* _ЧТО ТРЕБУЕТСЯ_: Перепиши фрагмент текста о Леониде Андрееве, начиная с «Однажды А. С. Серафимович, как» и заканчивая «и реализму изменил.». Подставь «искусству» вместо «реализму».
------ ТЕКСТ ДЛЯ ЧТЕНИЯ ------
Однажды А. С. Серафимович, как старший его друг, в откровенном разговоре определил такие настроения как «дичайший нигилизм», который несовместим с творчеством писателя-реалиста.

— Он этого не ожидал, расстроился. «Что ты, Серафимыч!.. Разве я могу изменить реализму? Отойти от жизни? Что ты, Серафимыч!..» И такое, знаете, лицо у него стало несчастное, что я даже подумал, не слишком ли сурово я за него «взялся»? Но не так уж много воды утекло, как мне стало ясно: он и от жизни отошел, и реализму изменил.

Известно, что Леонид Андреев испугался революции. Мрак смерти и безнадежности, который он нагнетал в своих пьесах и рассказах, шел от этого ужаса перед революцией, перед народным восстанием. Чем дальше, тем больше путаясь, шатаясь, он все более отходил от широкой прямой дороги. По сути дела, он отражал собой безумную растерянность буржуазной интеллигенции, совершенно в стиле пресловутых сборников «Вехи». Разница, как считал А. С. Серафимович, была только в том, что «Вехи» беззастенчиво объявляли, что только самодержавие может охранить и спасти их от «ярости народной», а декаденты делали это иносказательно: «в обертке мистики, мрачных предчувствий, тоски и ужаса», убегали от борьбы и познания в ту же сторону, что и «Вехи».
------ МАТЕРИАЛ ------
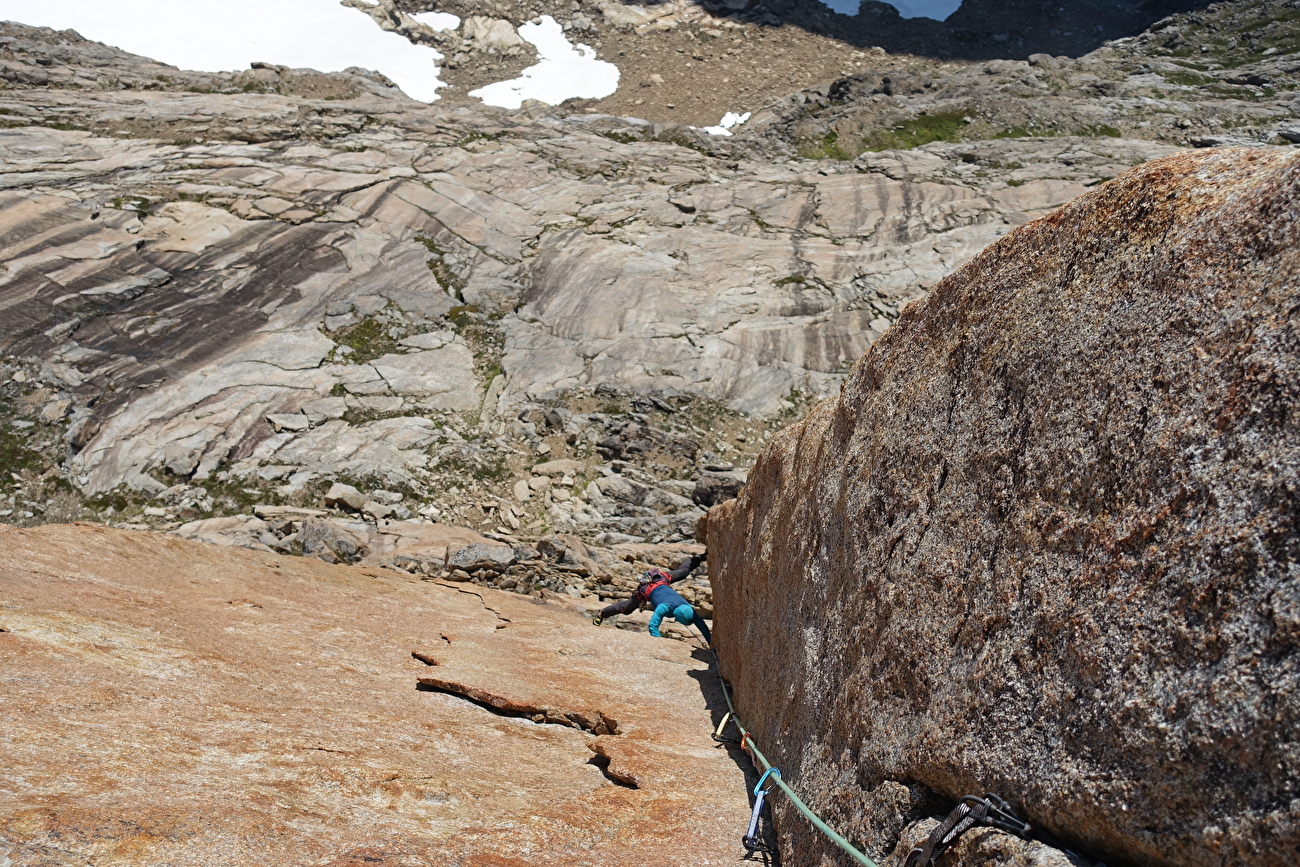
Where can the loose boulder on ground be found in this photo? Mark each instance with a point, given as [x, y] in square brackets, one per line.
------
* _РЕШЕНИЕ ЗАДАНИЯ_:
Однажды А. С. Серафимович, как старший его друг, в откровенном разговоре определил такие настроения как «дичайший нигилизм», который несовместим с творчеством писателя-реалиста.

— Он этого не ожидал, расстроился. «Что ты, Серафимыч!.. Разве я могу изменить искусству? Отойти от жизни? Что ты, Серафимыч!..» И такое, знаете, лицо у него стало несчастное, что я даже подумал, не слишком ли сурово я за него «взялся»? Но не так уж много воды утекло, как мне стало ясно: он и от жизни отошел, и искусству изменил.